▸ **Problem 1**
Set down the rows verbatim, from the start of the rows through the line containing "M279 34L279 0L271 0L271 37Z", both ends included.

▸ **Text section**
Make Your Political Voice Heard: Annotation Nation

Annotation Nation

Here is another example of the “long arm of the CLMOOC” — Terry Elliott and Joe Dillon are launching an impromptu Pop-Up Make Cycle this week that invites everyone and anyone to join in the annotation of political pieces about the volatile and unpredictable American presidential race. Joe and Terry are selecting some articles to mark up, but you and I can share out our own pieces, too, and invite others to annotate along with us.

For example, I have been tinkering with this one about the role of Independent voters, via Medium. This link will bring you to the annotation overlay.

How will the crowd-annotation work? Many of us have been playing with the Hypothesis add-on tool for some time, and we find it has a lot of value for crowd-sourced annotation (along with some drawbacks around visibility). It allows you to layer on comments and media into the margins of the article. Whole conversations can unfold as another layer on the web.

But there are other ways to annotate — you could write a blog post about something you have read and share the link; you could use the Diigo bookmarking site, which also allows you to crowd-annotate articles within the Diigo environment and kicks out a shared link; or you might just want to remix articles in your own fashion. If you know anything about CLMOOC, you know you do what speaks to your own interests.

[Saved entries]
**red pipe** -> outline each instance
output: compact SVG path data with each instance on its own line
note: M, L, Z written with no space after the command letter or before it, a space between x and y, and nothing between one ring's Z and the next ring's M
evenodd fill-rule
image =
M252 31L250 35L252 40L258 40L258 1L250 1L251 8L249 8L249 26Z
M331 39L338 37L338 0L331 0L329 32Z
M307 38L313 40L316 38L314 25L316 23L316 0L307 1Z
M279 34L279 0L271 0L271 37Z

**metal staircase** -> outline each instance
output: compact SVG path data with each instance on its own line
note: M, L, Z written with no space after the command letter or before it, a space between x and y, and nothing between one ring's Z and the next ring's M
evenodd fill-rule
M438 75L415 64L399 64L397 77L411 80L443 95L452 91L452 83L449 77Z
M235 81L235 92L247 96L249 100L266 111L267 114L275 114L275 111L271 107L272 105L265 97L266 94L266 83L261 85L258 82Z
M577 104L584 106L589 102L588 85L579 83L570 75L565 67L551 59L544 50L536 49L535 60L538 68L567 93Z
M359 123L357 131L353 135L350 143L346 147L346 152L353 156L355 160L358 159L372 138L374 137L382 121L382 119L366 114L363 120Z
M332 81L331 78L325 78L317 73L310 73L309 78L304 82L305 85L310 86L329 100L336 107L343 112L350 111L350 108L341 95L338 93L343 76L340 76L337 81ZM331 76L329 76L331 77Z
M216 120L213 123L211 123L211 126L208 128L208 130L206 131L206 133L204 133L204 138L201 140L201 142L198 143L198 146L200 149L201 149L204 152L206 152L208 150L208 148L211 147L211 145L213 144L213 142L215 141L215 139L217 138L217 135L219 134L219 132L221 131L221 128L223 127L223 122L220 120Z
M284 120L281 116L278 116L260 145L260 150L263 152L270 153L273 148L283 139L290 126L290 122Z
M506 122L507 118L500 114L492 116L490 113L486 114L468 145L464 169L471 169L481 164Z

▸ **Problem 2**
From the Annotation Nation post, extract verbatim the part that opens with the words "How will the" and closes with "your own interests.".

▸ **Task answer 1**
**red pipe** -> outline each instance
output: compact SVG path data with each instance on its own line
note: M, L, Z written with no space after the command letter or before it, a space between x and y, and nothing between one ring's Z and the next ring's M
evenodd fill-rule
image =
M252 31L250 35L252 40L258 40L258 1L250 1L251 8L249 8L249 26Z
M331 39L338 37L338 0L331 0L329 32Z
M307 38L313 40L316 38L314 25L316 23L316 0L307 1Z
M279 34L279 0L271 0L271 37Z

▸ **Task answer 2**
How will the crowd-annotation work? Many of us have been playing with the Hypothesis add-on tool for some time, and we find it has a lot of value for crowd-sourced annotation (along with some drawbacks around visibility). It allows you to layer on comments and media into the margins of the article. Whole conversations can unfold as another layer on the web.

But there are other ways to annotate — you could write a blog post about something you have read and share the link; you could use the Diigo bookmarking site, which also allows you to crowd-annotate articles within the Diigo environment and kicks out a shared link; or you might just want to remix articles in your own fashion. If you know anything about CLMOOC, you know you do what speaks to your own interests.